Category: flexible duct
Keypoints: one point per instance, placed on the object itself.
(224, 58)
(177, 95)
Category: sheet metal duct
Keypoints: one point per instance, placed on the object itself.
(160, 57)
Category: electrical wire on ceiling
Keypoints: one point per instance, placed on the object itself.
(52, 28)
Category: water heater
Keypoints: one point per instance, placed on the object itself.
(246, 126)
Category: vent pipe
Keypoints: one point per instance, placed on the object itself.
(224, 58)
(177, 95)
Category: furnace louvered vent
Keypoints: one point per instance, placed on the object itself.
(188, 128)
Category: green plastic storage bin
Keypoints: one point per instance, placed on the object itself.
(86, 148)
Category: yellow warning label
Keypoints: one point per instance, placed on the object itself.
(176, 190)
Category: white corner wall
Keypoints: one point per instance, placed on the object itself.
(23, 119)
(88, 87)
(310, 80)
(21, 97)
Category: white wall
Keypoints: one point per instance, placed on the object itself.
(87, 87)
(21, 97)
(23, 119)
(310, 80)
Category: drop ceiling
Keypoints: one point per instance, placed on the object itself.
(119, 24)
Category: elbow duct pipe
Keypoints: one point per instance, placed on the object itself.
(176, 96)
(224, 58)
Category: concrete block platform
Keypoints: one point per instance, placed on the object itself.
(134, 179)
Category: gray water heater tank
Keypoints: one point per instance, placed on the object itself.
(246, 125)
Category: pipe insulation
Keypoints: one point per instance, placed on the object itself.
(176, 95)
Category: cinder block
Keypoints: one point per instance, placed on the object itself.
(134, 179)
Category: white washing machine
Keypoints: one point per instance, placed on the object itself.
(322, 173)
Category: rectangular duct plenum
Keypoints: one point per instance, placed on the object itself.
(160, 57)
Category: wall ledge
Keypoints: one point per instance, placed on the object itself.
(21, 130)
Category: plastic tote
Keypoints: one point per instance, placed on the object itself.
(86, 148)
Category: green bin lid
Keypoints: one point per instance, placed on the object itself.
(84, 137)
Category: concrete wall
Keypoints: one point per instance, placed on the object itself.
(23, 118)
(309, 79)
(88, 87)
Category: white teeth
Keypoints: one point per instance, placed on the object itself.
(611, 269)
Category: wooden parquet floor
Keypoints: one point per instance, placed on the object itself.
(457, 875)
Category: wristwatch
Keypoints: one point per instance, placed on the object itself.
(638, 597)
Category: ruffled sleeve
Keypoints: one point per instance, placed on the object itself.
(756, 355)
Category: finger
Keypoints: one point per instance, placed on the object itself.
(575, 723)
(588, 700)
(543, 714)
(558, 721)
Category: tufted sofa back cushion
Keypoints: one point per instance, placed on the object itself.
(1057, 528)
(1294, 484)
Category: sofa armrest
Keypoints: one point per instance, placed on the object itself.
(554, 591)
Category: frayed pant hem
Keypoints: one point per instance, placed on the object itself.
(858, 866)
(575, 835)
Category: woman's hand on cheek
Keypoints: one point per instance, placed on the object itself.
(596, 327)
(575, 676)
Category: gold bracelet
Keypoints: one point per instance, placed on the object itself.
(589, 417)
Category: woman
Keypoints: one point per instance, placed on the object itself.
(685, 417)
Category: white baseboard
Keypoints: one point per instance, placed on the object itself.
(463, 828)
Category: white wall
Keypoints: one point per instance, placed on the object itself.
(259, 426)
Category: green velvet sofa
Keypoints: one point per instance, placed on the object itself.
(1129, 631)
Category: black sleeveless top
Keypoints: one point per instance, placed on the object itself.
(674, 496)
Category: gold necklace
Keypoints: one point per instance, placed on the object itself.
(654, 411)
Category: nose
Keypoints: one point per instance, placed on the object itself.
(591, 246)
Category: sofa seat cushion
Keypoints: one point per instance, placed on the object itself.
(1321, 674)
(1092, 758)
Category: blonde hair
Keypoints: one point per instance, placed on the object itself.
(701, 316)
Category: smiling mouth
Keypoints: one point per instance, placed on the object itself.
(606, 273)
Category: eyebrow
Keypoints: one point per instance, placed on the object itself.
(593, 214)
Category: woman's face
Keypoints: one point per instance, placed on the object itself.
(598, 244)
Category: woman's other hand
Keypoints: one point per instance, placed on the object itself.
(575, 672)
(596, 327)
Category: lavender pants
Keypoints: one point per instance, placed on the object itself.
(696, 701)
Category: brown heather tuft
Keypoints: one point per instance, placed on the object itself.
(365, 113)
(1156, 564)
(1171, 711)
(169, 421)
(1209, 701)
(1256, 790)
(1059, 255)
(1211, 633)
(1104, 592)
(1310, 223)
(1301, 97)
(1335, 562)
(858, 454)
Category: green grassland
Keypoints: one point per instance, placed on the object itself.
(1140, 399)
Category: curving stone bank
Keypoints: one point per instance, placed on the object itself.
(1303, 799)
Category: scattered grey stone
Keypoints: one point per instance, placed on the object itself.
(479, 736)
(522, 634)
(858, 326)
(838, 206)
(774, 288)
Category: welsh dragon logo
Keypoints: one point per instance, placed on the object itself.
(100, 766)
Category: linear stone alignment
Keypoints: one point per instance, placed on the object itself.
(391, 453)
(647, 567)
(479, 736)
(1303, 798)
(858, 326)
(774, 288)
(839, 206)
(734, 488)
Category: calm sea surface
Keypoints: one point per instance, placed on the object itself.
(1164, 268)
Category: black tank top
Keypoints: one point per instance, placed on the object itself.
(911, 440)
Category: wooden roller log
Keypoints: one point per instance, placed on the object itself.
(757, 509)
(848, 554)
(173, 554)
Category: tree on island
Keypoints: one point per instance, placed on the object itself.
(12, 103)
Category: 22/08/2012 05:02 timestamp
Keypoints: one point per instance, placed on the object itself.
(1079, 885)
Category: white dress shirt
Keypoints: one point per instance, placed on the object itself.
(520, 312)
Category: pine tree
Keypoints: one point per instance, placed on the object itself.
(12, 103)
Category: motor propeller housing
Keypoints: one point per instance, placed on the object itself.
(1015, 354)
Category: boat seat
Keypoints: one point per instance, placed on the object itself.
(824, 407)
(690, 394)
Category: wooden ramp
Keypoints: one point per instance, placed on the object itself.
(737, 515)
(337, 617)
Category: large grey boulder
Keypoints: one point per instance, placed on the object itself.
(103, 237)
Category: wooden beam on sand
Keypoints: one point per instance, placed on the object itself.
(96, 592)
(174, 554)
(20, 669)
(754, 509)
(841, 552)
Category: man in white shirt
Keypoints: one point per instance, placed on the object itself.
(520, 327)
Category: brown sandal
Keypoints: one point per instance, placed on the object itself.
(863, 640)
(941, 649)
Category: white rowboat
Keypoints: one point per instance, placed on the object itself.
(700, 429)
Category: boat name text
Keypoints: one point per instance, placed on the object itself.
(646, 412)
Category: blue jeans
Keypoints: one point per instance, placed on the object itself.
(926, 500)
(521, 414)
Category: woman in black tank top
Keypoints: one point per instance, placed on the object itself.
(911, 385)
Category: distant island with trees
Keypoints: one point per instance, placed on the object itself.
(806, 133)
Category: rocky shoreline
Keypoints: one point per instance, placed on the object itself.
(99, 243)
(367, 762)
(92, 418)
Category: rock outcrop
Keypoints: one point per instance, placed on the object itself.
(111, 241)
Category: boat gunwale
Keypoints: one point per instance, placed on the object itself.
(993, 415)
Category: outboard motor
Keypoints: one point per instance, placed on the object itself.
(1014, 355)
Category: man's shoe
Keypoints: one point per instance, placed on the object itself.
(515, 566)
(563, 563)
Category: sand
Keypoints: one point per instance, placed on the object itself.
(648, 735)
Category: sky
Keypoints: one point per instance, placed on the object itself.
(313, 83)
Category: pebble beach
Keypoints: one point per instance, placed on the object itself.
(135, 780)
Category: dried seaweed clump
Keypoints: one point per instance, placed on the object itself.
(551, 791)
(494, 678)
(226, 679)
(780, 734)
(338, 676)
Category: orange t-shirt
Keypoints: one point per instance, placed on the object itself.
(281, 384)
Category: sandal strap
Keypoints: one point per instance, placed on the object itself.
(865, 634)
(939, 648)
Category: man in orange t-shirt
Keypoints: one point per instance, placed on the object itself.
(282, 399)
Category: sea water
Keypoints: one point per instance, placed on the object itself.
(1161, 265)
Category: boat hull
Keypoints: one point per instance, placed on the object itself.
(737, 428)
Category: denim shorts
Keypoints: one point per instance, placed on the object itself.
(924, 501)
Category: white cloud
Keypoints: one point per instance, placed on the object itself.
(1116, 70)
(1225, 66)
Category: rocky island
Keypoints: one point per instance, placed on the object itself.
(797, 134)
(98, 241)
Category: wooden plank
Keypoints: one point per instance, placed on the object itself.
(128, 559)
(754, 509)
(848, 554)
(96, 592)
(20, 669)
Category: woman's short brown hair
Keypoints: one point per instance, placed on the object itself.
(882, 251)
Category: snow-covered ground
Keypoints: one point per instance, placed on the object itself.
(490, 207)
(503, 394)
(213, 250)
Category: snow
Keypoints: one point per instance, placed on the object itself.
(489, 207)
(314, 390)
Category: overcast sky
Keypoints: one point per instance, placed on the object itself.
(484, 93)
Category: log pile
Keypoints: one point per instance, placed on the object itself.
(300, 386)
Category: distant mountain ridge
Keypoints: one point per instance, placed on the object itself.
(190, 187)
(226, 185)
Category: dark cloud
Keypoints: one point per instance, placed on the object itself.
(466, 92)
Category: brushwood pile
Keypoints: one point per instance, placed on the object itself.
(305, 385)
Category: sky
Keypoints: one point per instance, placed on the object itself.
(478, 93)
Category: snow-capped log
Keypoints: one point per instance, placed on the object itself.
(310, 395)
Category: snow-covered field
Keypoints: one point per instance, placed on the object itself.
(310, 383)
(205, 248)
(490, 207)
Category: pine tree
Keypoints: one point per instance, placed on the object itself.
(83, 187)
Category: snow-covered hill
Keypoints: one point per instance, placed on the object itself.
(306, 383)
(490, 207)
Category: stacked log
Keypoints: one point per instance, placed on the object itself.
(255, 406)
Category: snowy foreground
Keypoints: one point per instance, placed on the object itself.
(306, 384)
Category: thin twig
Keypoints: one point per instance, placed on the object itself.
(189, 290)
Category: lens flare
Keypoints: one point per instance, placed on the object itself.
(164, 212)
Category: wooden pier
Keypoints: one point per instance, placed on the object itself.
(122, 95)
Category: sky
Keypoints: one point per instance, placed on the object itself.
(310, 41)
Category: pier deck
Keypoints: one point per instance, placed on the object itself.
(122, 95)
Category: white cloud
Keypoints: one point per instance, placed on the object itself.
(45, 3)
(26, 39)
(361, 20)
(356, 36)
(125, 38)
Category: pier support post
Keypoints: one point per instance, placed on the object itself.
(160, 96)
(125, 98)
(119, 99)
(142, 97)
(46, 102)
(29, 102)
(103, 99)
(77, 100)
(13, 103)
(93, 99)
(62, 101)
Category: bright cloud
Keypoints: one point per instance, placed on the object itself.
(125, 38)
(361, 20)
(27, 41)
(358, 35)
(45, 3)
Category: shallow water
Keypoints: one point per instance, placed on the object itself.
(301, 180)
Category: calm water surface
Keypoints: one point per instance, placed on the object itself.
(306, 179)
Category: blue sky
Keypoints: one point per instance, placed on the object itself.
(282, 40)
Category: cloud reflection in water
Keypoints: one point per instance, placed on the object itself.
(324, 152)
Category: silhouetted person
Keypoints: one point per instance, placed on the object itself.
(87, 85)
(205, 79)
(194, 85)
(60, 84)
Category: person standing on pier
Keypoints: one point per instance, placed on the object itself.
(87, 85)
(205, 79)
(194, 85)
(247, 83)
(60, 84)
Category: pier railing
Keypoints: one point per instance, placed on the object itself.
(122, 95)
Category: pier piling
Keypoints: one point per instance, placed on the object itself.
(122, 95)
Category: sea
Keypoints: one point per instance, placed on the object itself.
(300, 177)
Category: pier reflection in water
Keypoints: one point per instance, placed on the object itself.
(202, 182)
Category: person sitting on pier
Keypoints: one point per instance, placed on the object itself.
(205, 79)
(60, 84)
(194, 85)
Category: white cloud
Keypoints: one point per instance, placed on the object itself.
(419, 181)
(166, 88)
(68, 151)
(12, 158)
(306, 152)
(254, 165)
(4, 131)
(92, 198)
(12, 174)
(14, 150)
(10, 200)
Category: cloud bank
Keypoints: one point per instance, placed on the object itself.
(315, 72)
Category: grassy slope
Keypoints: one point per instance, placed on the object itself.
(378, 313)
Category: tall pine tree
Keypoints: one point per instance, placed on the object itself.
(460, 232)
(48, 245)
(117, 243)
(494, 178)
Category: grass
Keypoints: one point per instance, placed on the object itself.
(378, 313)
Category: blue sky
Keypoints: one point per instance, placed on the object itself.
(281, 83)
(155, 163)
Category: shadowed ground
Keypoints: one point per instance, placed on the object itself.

──────

## Task directions:
Convert the lines above, beginning with the line that contains "Category: grassy slope" and continuing through the last line of the items, into a JSON list of strings with one string per line, leaving out any blank lines.

## Finished answer:
[
  "Category: grassy slope",
  "Keypoints: one point per instance, placed on the object itself.",
  "(378, 313)",
  "Category: tall pine tree",
  "Keypoints: one point per instance, placed on the object itself.",
  "(460, 232)",
  "(48, 245)",
  "(117, 243)",
  "(494, 178)",
  "Category: grass",
  "Keypoints: one point per instance, placed on the object itself.",
  "(378, 313)",
  "Category: blue sky",
  "Keypoints: one point per instance, placed on the object itself.",
  "(281, 83)",
  "(155, 163)",
  "Category: shadowed ground",
  "Keypoints: one point per instance, placed on the object itself."
]